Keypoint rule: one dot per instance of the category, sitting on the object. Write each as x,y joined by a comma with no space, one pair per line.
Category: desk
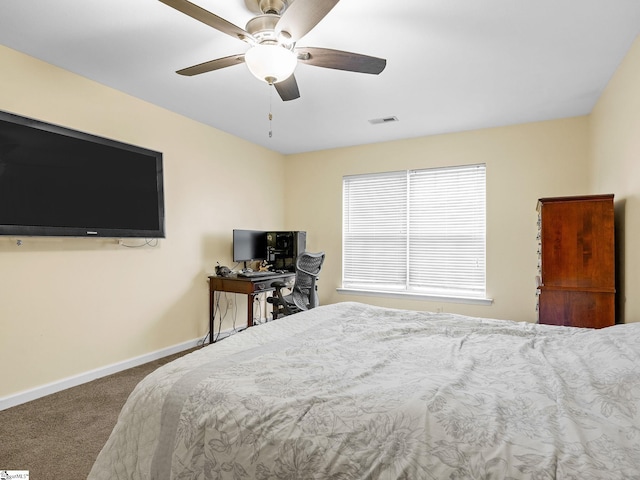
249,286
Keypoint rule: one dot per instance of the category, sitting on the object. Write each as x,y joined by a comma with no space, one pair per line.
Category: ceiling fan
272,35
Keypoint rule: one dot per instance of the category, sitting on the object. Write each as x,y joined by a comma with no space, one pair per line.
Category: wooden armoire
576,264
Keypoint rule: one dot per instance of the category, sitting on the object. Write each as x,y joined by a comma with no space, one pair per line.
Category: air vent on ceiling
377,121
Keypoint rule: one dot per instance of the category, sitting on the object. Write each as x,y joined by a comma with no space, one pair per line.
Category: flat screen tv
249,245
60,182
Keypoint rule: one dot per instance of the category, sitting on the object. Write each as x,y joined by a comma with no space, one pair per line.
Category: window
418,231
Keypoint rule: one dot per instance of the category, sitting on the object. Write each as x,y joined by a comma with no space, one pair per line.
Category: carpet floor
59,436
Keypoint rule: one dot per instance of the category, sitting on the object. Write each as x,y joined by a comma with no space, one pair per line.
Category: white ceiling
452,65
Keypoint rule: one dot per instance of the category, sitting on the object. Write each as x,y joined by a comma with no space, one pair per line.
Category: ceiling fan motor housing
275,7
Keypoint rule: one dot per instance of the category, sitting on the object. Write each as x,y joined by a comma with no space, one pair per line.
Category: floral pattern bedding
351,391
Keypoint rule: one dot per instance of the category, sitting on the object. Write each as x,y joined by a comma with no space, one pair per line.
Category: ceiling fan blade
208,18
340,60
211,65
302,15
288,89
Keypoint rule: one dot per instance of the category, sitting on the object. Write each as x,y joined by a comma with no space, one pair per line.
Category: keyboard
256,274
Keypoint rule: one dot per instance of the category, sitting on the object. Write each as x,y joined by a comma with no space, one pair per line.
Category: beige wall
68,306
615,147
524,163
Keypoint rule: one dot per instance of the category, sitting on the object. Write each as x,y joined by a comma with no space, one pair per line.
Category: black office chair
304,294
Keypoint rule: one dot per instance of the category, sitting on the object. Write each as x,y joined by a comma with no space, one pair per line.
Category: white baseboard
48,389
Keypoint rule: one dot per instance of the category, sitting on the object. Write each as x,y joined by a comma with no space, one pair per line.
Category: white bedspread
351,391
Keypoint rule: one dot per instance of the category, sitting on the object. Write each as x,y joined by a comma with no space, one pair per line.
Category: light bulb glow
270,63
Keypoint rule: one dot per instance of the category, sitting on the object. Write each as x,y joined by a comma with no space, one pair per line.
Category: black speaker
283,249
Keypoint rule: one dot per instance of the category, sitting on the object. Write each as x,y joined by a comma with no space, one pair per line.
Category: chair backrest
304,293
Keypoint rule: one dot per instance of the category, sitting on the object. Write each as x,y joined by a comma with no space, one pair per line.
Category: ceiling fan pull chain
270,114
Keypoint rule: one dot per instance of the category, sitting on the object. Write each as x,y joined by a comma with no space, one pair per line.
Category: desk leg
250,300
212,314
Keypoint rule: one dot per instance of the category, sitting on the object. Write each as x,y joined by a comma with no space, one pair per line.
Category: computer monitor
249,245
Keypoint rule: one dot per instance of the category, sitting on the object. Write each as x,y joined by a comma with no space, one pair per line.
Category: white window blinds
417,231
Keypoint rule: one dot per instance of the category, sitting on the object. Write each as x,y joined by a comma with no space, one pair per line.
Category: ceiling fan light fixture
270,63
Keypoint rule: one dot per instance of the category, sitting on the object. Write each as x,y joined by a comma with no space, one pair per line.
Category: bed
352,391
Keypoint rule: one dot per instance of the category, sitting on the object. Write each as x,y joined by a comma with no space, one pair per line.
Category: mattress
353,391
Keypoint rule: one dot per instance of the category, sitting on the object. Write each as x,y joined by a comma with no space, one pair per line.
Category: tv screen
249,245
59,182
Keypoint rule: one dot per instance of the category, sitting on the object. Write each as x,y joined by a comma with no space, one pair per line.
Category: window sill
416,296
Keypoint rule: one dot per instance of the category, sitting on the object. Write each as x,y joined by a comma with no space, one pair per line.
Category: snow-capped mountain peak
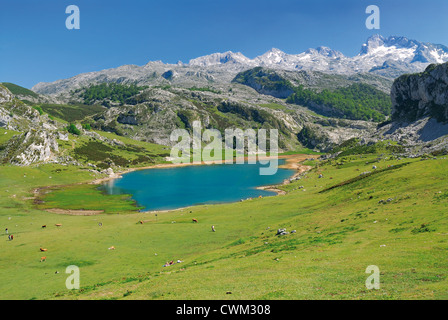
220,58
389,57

--

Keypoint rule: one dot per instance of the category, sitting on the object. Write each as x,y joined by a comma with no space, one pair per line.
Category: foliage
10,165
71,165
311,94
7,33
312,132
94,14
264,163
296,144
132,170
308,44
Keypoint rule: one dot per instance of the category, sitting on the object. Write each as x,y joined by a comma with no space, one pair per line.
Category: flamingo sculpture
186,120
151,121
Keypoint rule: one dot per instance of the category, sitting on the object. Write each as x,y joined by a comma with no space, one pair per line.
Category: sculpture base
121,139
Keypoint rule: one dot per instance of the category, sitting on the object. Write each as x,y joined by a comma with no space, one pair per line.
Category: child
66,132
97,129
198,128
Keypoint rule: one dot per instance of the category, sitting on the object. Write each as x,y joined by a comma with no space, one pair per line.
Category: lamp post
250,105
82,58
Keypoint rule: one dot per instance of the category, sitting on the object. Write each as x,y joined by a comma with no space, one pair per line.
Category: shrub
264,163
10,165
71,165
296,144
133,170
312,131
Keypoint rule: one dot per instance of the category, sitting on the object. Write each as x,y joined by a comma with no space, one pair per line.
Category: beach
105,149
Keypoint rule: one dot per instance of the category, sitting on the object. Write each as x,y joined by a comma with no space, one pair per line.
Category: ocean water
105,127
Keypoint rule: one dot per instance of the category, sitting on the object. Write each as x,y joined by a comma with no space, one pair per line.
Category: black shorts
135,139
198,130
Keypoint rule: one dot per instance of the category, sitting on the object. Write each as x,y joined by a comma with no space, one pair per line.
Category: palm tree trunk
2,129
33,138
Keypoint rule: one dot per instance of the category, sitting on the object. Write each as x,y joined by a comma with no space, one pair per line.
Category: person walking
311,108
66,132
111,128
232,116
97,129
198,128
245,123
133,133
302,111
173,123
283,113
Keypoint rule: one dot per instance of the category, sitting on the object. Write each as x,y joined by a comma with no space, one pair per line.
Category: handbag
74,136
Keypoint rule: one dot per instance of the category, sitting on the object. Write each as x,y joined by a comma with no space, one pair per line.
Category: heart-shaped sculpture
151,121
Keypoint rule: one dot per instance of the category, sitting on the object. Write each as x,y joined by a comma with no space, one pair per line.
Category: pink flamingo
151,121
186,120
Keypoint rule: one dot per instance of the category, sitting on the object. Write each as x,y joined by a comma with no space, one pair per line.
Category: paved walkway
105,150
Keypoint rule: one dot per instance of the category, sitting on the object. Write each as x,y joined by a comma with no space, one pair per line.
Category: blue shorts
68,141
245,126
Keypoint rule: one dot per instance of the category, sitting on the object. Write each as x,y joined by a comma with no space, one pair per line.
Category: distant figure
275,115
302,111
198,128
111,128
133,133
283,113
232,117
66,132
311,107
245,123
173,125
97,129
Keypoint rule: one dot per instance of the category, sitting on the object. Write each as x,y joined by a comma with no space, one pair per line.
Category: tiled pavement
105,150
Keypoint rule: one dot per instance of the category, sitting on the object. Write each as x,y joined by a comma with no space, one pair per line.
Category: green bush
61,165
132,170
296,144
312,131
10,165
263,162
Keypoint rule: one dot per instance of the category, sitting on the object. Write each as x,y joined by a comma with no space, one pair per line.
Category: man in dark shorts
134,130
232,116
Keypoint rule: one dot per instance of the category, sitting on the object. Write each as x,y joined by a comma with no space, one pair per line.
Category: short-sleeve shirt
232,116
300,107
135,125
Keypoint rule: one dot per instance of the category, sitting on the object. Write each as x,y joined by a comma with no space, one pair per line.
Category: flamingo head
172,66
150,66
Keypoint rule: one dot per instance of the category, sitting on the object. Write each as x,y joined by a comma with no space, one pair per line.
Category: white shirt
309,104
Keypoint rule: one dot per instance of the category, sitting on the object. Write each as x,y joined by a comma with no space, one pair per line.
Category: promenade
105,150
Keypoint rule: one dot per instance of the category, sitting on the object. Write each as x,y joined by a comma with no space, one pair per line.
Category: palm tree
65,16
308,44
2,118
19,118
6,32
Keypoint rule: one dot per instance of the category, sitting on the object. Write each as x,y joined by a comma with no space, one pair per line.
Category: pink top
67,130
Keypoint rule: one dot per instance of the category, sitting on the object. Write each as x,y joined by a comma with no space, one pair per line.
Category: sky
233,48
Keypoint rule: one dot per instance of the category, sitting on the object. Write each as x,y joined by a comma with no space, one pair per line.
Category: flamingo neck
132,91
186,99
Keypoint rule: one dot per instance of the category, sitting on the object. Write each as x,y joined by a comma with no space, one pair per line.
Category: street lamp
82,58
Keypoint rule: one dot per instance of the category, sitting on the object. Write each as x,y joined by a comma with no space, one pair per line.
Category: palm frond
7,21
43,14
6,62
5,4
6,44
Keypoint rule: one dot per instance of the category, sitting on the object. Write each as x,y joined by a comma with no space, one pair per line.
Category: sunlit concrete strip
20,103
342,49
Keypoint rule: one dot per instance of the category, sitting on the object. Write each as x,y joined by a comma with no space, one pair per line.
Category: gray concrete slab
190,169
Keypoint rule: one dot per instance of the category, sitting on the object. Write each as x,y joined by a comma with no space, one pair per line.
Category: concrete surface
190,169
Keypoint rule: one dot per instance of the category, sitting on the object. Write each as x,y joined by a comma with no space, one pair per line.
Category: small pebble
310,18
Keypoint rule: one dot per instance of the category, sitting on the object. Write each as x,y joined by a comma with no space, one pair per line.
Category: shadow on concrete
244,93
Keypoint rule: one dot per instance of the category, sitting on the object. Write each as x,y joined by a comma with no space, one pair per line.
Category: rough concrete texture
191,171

...

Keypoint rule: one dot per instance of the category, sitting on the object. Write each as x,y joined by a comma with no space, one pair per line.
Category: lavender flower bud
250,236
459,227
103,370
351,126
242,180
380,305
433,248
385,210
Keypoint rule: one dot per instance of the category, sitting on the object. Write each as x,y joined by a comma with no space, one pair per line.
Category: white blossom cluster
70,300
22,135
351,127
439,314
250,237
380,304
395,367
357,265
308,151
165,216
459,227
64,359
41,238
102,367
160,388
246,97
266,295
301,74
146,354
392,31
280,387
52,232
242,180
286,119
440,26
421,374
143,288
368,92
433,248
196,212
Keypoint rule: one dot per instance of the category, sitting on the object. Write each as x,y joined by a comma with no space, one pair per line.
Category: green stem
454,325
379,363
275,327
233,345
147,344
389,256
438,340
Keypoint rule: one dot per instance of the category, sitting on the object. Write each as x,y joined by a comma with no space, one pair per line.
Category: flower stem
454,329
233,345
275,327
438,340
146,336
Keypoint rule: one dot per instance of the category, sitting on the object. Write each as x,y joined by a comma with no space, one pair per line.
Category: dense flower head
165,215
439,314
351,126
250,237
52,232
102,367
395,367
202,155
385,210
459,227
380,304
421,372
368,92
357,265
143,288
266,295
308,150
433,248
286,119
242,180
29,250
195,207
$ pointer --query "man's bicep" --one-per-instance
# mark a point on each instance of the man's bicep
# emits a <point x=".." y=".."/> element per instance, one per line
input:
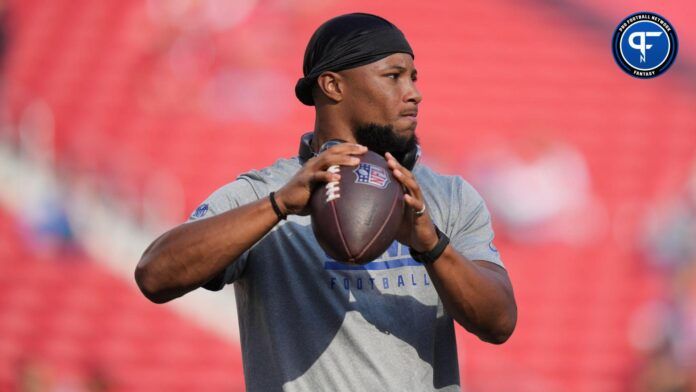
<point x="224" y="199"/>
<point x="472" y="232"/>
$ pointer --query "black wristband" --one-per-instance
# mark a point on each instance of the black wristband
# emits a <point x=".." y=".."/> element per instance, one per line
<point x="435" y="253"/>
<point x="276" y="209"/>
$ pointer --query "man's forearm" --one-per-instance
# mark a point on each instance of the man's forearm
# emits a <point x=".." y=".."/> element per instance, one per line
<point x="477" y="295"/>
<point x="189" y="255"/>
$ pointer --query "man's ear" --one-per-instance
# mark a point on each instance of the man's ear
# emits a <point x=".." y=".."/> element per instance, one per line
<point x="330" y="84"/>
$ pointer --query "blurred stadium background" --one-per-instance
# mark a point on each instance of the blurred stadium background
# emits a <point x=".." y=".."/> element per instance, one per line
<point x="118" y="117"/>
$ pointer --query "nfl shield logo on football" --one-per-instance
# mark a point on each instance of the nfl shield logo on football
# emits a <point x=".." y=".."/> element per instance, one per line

TASK DIRECTIONS — Check each line of the material above for "shield" and say how many lines contain it, giving the number alone.

REPLY — 2